▸ **STATED PROBLEM A**: Check whether each statement agrees with the passage on the New Black Cinema: (i) Boyz n the Hood was directed by a 23-year-old USC film school graduate; (ii) Columbia Pictures pulled the film after violence broke out at its premiere; (iii) the film grossed $57 million at the domestic box office. Answer yes or no for each, quoting the deciding words of the passage.
▸ **STATED PROBLEM B**: Carry on the passage about the New Black Cinema, starting after its final sentence.

▸ **SOURCE EXCERPT**:
* * *

The New Black Cinema emerged out of specific economic and social conditions that African Americans were enduring in the nation’s decaying urban centers. They depicted what their writers and directors felt were the difficult realities in Black America. From the mid-1980s onward, the rise of cheap guns and crack cocaine contributed to an increase in violence in the nation’s inner cities. Filmmakers of the New Black Cinema depicted this harrowing situation, including Singleton in Boyz in the Hood; Bill Duke in Deep Cover (1992); Mario Van Peebles in New Jack City (1991); Lee in Jungle Fever (1991) and Clockers (1995); Ernest Dickerson in Juice (1992); the Hughes Brothers in Menace to Society (1993); and Matty Rich in Straight out of Brooklyn (1991).

Boyz n the Hood was a watershed moment

Ice Cube, Cuba Gooding, Jr., and Morris Chestnut in Boyz n the Hood (1991)
Ice Cube, Cuba Gooding, Jr., and Morris Chestnut in Boyz n the Hood (1991) Columbia

The most visible and successful Hood film was Boyz in the Hood. Released in the summer of 1991 and directed by 23-year-old USC film school graduate Singleton, Boyz in the Hood is a rite-of-passage narrative about three teenage friends — Tre, Ricky, and Doughboy—who grow up together in a poor neighborhood in South Central Los Angeles and struggle with marginalization, gang violence, and racism. Though some exhibitors considered pulling the film when violence and shootings broke out at its premiere in several theaters, Columbia Pictures stood behind Boyz in the Hood and it became an enormous financial success, grossing $57 million at the domestic box office on a budget of around $7 million.

* * *

▸ **INFORMATION SUPPLIED**:
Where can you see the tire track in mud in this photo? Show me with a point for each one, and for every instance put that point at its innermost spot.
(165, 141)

* * *

▸ **RESPONSE A**:
(i) Yes: "directed by 23-year-old USC film school graduate Singleton"
(ii) No: "Columbia Pictures stood behind Boyz in the Hood"
(iii) Yes: "grossing $57 million at the domestic box office"

▸ **RESPONSE B**:
Many of the nation’s foremost film critics praised the film and Singleton became the first Black director (as well as the youngest director ever) to be nominated for a Best Director Oscar. Singleton used his newfound status to make different kinds of Black stories, including the romantic drama Poetic Justice (1993), starring Tupac Shakur and Janet Jackson, and the university-set Higher Learning (1995). Sadly, Singleton died in 2019 at the age of 51, surely depriving us of more of his urgent and thoughtful work.

Janet Jackson and Tupac Shakur in Poetic Justice
Janet Jackson and Tupac Shakur in Poetic Justice Image used with permission by copyright holder

Boyz in the Hood was a template for other films in the Hood genre that followed. Not only did its financial success prompt Hollywood to make films in a similar vein, but its tropes found their way into most of the similar films that followed. The genre became so visible and its features so quickly recognizable that a parody, Don’t Be a Menace to South Central While Drinking Your Juice in the Hood, was released in 1996.

Another important film from the genre, released two summers after Boyz was the Hughes Brothers’ Menace II Society. Allen and Albert Hughes, two wunderkind music video directors, decided that  “Hollywood sentimentality” marred Singleton’s film, and that it didn’t reflect the “real” situation of the Hood.  They set out to make a sort of “pseudo-documentary” that would more accurately portray the situation of Black youth in the inner city. Menace II Society was praised for its unflinching “reality” as well as for its technical brilliance, and helped sustain the movement for a few more years.

A lasting legacy

The cast of HBO's Insecure
The cast of HBO’s Insecure Image used with permission by copyright holder

As African Americans once again disappeared from screens after Blaxploitation, Hollywood also returned to white exclusivity, both in front of and behind the camera, after 1995. Really only two African American stars — Will Smith and Wesley Snipes — showed up in movies of the second half of the decade and those two appeared in typical genre pictures like Men in Black, Enemy of the State, Money Train, and U.S. Marshals, not the Black-themed stories by African American directors that characterized the movement.

Has African American media representation improved in recent years? Yes — overall cast diversity has improved, according to UCLA’s 2021 Hollywood Diversity Reports. African American stories find more prominence in both television and movies. Behind the camera, diversity is still a struggle. But what progress has been made owes much to the New Black Cinema.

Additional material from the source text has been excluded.